* BEGIN Data provided *

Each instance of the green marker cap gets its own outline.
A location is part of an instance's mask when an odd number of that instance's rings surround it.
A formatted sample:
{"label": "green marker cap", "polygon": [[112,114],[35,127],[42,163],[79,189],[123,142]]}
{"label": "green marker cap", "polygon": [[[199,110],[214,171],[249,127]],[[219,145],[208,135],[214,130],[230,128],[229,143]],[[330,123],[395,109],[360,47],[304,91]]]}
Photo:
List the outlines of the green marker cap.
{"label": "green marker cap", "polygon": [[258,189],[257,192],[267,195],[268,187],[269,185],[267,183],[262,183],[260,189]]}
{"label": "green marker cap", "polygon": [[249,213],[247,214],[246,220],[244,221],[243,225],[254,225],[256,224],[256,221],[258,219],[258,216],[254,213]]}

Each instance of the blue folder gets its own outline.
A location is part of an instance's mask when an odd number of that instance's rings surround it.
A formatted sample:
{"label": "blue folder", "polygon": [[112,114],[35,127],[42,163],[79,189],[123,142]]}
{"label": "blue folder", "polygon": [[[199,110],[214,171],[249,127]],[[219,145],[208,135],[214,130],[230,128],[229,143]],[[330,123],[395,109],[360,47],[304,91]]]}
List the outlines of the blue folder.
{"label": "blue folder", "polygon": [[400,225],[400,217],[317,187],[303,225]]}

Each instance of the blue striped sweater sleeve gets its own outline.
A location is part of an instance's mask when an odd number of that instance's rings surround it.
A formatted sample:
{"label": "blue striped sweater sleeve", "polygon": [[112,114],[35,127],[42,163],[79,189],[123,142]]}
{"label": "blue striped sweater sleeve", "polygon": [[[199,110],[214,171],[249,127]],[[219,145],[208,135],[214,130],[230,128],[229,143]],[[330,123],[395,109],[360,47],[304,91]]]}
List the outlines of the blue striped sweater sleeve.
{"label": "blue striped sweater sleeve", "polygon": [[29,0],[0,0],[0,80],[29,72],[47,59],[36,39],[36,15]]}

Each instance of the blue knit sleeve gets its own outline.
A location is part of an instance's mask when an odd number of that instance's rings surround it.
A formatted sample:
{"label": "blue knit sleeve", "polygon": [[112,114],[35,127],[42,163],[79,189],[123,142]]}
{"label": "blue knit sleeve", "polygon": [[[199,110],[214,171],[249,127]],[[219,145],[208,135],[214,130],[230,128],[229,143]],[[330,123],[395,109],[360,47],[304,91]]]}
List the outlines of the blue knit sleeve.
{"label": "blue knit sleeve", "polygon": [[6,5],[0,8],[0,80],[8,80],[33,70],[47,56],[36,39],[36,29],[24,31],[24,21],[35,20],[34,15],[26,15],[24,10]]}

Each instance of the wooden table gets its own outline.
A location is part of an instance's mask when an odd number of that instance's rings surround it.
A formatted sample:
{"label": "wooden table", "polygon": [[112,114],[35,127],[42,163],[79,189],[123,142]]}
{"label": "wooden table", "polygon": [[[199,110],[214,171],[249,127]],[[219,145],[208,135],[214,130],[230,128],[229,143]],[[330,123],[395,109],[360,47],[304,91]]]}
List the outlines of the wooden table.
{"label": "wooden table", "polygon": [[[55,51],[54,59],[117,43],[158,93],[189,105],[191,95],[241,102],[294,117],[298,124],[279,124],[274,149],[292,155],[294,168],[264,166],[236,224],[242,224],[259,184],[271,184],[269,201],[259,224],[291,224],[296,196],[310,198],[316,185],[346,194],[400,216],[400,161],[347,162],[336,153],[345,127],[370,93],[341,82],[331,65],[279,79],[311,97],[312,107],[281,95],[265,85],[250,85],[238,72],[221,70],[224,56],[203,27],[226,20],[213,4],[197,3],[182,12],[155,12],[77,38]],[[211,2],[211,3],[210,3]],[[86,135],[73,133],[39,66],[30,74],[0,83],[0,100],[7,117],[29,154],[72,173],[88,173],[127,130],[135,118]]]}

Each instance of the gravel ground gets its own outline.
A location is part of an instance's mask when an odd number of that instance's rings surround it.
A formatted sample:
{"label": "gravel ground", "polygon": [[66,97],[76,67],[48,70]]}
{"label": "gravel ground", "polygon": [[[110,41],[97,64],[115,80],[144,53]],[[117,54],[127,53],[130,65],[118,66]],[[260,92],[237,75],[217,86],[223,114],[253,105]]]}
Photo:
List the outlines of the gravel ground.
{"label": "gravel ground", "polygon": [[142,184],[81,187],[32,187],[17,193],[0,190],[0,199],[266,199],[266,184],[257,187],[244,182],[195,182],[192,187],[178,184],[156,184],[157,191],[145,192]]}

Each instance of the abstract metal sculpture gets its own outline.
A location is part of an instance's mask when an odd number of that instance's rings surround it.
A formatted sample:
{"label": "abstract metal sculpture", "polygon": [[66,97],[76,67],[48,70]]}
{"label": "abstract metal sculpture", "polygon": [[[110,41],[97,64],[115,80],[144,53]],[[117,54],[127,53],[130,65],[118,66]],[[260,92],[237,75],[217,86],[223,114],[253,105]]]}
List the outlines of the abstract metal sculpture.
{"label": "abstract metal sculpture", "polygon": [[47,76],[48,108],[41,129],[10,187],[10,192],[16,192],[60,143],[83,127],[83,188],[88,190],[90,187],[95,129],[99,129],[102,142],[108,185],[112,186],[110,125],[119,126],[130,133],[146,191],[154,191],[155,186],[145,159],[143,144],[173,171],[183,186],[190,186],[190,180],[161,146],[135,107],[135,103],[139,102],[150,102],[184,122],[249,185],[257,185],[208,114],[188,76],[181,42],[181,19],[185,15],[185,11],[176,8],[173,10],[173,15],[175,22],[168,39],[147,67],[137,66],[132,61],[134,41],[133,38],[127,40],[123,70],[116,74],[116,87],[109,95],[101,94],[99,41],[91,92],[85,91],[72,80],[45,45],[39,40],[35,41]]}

* END Data provided *

Please change "wooden table" to "oak desk" in the listing, starting with the line that contains "Each instance of the wooden" and going on through the line that contains "List the outlines of the wooden table.". Return only those lines, with everything else left as it is.

## Full answer
Each instance of the oak desk gets its own outline.
A location is part of an instance's mask when an odd number of that instance's rings surround it.
A formatted sample:
{"label": "oak desk", "polygon": [[112,114],[35,127],[42,163],[79,189],[123,142]]}
{"label": "oak desk", "polygon": [[[199,110],[214,171],[249,127]],[[219,145],[208,135],[214,130],[230,128],[229,143]],[[330,123],[395,109],[360,47],[304,91]]]}
List the outlines of the oak desk.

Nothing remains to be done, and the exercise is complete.